Source passage
# # #

Pinterest Marketing

How to Schedule Pinterest Pins (Free and With Tools)

Consistency is everything on Pinterest, and scheduling makes it effortless. Here's how to schedule pins with Pinterest's free tool or a scheduler like Tailwind.

By 9 min read

The hardest part of Pinterest isn't creating pins — it's showing up consistently. Scheduling solves that. Instead of remembering to pin every day, you batch your work and let pins publish automatically on a steady rhythm. Here's how to schedule Pinterest pins with Pinterest's free built-in tool, when to reach for a dedicated scheduler, and the workflow that keeps it sustainable.

Method 1: Pinterest's free native scheduler

Pinterest has scheduling built right in, and for many creators it's all you need. To schedule a pin:

  1. Click Create and then Create Pin.
  2. Upload your image or video and fill in the title, description, and destination link.
  3. Near the publish button, choose Publish at a later date.
  4. Pick your date and time, then confirm.

The catch: the native scheduler lets you schedule up to about two weeks in advance, and you schedule one pin at a time. That's fine for a handful of pins a week, but tedious at higher volume.

Method 2: A dedicated scheduler like Tailwind

Once you're publishing more than a few pins a week, an approved third-party scheduler saves serious time. Tailwind is the best-known Pinterest marketing partner, and tools like it add:

  • Bulk uploading — queue dozens of pins at once.
  • Interval scheduling — automatically space the same pin across boards over days or weeks.
  • Suggested best times — publish when your audience is most active.
  • A visual queue — see and rearrange your upcoming pins at a glance.

Most schedulers have a free tier to start, with paid plans as your volume grows. Whatever tool you pick, make sure it's an official Pinterest partner so it plays nicely with the platform.

How often should you pin?

Forget the old "pin 30 times a day" advice. Pinterest now values quality and freshness over sheer volume. A realistic, sustainable target is a handful of fresh pins spread through each day or week. The number matters far less than the consistency — an account that pins a little every day signals reliability better than one that posts fifty pins and vanishes.

When are the best times to pin?

General wisdom points to evenings and weekends, when people browse for ideas — but the honest answer is that it depends on your audience. Check your Pinterest Analytics to see when your followers are active, or let a scheduler's best-time feature decide. Test, watch the data, and adjust. Don't over-optimize timing at the expense of simply publishing consistently.

Plan seasonal content early

Pinterest users plan ahead, so your content should too. Schedule seasonal and holiday pins roughly 30–45 days before the event — people search for holiday ideas weeks in advance. A scheduler makes this painless: set your Christmas pins in October and forget about them.

A simple weekly scheduling workflow

  1. Batch-create a week's worth of fresh pin designs in one sitting (Canva makes this fast).
  2. Write keyword-rich titles and descriptions for each — see our Pinterest SEO guide for how.
  3. Load them into your scheduler and space them across the week.
  4. Review analytics weekly and make more of what performs.

Batching like this turns Pinterest from a daily chore into a 60-minute weekly task.

# # #

Information given
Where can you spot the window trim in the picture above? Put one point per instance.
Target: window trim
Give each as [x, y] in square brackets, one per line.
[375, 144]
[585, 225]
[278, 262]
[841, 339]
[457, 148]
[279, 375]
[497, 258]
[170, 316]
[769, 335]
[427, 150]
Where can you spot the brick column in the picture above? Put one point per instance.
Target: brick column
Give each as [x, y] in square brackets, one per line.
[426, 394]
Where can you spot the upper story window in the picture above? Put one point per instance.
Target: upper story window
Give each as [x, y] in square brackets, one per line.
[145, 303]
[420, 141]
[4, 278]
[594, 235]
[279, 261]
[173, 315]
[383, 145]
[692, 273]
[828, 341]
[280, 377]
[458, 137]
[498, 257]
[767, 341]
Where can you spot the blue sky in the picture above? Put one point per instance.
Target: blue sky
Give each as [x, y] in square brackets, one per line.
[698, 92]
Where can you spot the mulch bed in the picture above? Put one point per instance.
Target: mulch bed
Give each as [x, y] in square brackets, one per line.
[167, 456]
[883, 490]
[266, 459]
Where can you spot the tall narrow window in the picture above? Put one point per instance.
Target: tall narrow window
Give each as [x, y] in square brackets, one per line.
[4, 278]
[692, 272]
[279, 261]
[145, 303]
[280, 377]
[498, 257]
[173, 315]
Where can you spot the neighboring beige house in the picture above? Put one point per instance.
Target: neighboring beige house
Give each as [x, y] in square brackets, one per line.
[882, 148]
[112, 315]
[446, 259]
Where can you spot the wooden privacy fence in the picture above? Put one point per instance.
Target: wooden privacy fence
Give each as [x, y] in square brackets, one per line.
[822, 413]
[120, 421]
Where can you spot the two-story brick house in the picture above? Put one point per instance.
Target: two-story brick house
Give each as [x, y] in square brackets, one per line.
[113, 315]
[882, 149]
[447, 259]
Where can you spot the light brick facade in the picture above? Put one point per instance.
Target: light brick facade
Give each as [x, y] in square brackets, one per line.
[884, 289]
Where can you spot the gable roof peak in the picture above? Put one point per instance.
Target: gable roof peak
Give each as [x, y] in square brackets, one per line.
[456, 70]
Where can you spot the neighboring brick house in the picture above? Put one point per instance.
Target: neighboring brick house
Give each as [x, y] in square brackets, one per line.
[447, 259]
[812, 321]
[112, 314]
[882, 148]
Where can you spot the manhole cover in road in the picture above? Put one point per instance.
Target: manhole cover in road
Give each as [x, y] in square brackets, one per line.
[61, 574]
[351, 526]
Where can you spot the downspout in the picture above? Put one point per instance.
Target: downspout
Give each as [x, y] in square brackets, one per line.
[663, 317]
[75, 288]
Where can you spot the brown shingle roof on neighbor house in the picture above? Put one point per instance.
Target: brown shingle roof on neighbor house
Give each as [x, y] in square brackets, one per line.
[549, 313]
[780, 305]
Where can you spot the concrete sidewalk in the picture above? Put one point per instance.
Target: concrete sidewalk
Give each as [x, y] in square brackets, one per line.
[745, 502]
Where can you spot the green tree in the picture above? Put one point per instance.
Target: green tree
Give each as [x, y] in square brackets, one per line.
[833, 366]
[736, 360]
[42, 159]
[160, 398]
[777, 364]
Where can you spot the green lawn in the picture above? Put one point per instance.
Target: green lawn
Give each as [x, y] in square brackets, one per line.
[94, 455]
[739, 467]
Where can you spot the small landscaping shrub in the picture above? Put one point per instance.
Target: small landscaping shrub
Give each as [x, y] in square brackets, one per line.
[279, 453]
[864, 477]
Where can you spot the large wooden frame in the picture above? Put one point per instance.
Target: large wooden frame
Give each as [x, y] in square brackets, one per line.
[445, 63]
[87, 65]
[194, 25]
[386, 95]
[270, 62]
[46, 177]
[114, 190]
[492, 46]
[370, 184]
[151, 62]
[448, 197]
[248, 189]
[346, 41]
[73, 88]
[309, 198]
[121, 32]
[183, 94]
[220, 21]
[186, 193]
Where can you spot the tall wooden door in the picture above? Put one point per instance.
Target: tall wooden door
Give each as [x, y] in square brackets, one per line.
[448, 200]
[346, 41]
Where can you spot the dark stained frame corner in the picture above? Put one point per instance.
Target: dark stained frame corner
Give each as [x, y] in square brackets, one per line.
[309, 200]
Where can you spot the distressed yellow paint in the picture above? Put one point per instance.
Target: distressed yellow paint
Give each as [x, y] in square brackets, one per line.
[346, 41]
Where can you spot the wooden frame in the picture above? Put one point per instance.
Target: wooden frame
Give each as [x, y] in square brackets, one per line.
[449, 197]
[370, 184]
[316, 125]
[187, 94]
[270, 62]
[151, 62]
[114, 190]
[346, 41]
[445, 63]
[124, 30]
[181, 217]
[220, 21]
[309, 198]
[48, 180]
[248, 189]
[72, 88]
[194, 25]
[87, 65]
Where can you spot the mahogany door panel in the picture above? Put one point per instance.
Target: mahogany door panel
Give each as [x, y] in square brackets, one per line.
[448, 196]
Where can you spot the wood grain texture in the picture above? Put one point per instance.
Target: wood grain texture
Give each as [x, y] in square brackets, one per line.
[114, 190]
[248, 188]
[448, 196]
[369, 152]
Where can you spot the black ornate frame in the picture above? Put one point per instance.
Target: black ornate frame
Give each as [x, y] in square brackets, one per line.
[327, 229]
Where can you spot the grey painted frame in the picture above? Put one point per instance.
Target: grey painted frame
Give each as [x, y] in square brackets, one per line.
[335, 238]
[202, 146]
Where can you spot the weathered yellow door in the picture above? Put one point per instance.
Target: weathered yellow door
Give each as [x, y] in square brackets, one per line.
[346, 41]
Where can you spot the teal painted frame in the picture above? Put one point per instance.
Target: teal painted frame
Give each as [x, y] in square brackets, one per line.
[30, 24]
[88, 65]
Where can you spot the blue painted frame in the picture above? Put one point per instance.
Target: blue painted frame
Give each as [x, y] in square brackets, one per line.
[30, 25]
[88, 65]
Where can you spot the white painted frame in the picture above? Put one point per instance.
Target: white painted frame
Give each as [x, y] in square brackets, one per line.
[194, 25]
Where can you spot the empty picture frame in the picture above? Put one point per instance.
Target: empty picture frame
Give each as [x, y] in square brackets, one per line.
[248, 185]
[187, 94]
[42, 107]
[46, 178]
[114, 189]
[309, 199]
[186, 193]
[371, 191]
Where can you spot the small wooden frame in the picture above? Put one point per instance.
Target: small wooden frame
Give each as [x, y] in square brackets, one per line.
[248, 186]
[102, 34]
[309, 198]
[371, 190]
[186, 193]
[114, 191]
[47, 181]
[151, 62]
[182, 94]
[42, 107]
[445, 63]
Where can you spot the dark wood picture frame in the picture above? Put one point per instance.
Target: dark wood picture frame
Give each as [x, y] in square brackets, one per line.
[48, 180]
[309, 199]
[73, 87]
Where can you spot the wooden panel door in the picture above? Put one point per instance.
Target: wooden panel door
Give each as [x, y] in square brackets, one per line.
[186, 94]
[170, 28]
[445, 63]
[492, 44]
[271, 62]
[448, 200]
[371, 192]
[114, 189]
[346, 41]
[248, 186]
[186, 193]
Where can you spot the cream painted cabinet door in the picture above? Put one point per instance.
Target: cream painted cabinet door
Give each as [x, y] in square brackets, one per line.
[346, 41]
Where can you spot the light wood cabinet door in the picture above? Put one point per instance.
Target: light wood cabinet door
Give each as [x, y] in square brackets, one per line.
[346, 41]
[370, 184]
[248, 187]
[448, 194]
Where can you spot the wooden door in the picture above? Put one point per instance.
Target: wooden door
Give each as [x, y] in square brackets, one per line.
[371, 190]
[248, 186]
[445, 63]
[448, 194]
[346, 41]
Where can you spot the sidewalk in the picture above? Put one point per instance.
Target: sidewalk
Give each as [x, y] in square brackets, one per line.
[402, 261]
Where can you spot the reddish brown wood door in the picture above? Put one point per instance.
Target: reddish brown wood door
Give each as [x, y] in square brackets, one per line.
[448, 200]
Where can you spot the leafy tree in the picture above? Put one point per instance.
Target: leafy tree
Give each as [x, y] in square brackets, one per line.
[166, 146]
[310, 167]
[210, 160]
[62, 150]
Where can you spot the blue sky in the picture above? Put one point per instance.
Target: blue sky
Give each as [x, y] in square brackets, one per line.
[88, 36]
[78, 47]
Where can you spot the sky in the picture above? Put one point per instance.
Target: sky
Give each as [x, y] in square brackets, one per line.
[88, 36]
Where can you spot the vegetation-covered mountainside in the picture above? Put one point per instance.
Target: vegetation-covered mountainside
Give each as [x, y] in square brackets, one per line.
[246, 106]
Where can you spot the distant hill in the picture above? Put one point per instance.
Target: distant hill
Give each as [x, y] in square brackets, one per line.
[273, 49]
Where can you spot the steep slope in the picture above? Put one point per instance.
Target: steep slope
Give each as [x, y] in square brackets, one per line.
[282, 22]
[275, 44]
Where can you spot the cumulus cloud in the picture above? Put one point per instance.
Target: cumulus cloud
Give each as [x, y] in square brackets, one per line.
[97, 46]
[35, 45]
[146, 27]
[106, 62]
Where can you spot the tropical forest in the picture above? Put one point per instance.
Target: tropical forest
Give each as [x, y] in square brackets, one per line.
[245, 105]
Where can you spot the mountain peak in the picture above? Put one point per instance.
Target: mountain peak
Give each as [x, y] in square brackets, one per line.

# # #

Given instruction A
Extract the passage of the Pinterest scheduling guide from "How to Schedule Pinterest Pins (Free" up to and including "and destination link.".
Given instruction B
Do these statements agree with the Pinterest scheduling guide? Answer yes or no for each, and quote the words from the guide that decide it.
(i) Pinterest's native scheduler lets you schedule pins up to about a month in advance.
(ii) Seasonal and holiday pins should be scheduled roughly 30–45 days before the event.
(iii) Whatever scheduling tool you pick, it should be an official Pinterest partner.

Complete response A
How to Schedule Pinterest Pins (Free and With Tools)

Consistency is everything on Pinterest, and scheduling makes it effortless. Here's how to schedule pins with Pinterest's free tool or a scheduler like Tailwind.

By 9 min read

The hardest part of Pinterest isn't creating pins — it's showing up consistently. Scheduling solves that. Instead of remembering to pin every day, you batch your work and let pins publish automatically on a steady rhythm. Here's how to schedule Pinterest pins with Pinterest's free built-in tool, when to reach for a dedicated scheduler, and the workflow that keeps it sustainable.

Method 1: Pinterest's free native scheduler

Pinterest has scheduling built right in, and for many creators it's all you need. To schedule a pin:

  1. Click Create and then Create Pin.
  2. Upload your image or video and fill in the title, description, and destination link.

Complete response B
(i) No: "the native scheduler lets you schedule up to about two weeks in advance"
(ii) Yes: "Schedule seasonal and holiday pins roughly 30–45 days before the event"
(iii) Yes: "Whatever tool you pick, make sure it's an official Pinterest partner"